# Activity
The answer is the line that contains "Query: horizontal beam at tower top" followed by every later line of the entries below, each repeated exactly, and nothing else.

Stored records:

---------------

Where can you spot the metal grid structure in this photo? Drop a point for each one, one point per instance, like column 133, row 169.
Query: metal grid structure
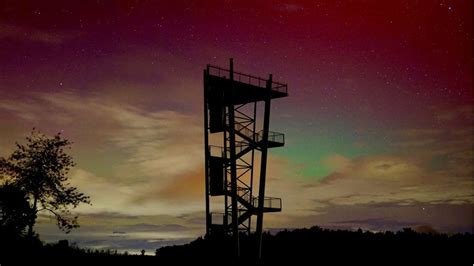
column 230, row 114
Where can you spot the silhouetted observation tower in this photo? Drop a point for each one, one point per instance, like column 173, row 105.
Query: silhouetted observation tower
column 231, row 101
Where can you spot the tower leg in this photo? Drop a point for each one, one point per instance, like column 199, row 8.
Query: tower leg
column 263, row 168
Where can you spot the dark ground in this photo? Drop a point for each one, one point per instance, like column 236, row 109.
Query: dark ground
column 313, row 246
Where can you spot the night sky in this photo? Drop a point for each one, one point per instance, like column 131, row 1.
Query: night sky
column 378, row 122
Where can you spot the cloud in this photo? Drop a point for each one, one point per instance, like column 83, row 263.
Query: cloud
column 460, row 112
column 147, row 157
column 19, row 33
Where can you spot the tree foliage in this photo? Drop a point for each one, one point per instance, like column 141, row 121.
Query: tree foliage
column 40, row 168
column 15, row 211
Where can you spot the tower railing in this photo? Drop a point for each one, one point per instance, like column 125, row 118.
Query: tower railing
column 247, row 79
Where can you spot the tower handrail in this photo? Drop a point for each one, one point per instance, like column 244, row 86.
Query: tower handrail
column 247, row 79
column 268, row 202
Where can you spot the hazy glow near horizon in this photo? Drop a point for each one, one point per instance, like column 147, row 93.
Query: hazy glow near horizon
column 378, row 122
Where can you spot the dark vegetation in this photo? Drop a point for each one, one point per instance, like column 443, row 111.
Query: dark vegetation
column 313, row 246
column 35, row 179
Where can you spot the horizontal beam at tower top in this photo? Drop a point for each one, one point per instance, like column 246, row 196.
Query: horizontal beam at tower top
column 246, row 88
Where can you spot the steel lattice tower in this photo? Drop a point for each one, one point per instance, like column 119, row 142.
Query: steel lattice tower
column 230, row 118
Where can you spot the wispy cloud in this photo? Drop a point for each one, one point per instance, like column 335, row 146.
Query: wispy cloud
column 18, row 33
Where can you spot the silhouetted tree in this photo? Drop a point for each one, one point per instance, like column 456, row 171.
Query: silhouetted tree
column 15, row 211
column 40, row 168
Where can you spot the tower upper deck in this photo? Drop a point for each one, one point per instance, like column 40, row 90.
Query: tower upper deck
column 246, row 88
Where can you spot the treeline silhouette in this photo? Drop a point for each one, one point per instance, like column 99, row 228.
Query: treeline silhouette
column 308, row 246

---------------

# Expected output
Query: horizontal beam at tower top
column 246, row 88
Where can you spot the steel lattice tower in this photo? Drop a point for each one, one point per instance, like column 119, row 142.
Query: steel lattice tower
column 230, row 118
Where can you spot the wispy cloud in this photo? Drop a point for each one, one point per instance, like column 335, row 146.
Query: wispy cloud
column 18, row 33
Where can you spot the silhouetted tree in this photo? Drop a point for each one, one point per instance, like column 456, row 171.
Query: silhouetted tree
column 15, row 211
column 40, row 168
Where can you spot the tower upper deck in this photo? Drop a point for each one, one point per instance, like column 40, row 90.
Query: tower upper deck
column 246, row 88
Where can you spot the treeline silhouette in this photo? Drop a point for each one, one point per instance, like column 99, row 228.
Query: treeline silhouette
column 308, row 246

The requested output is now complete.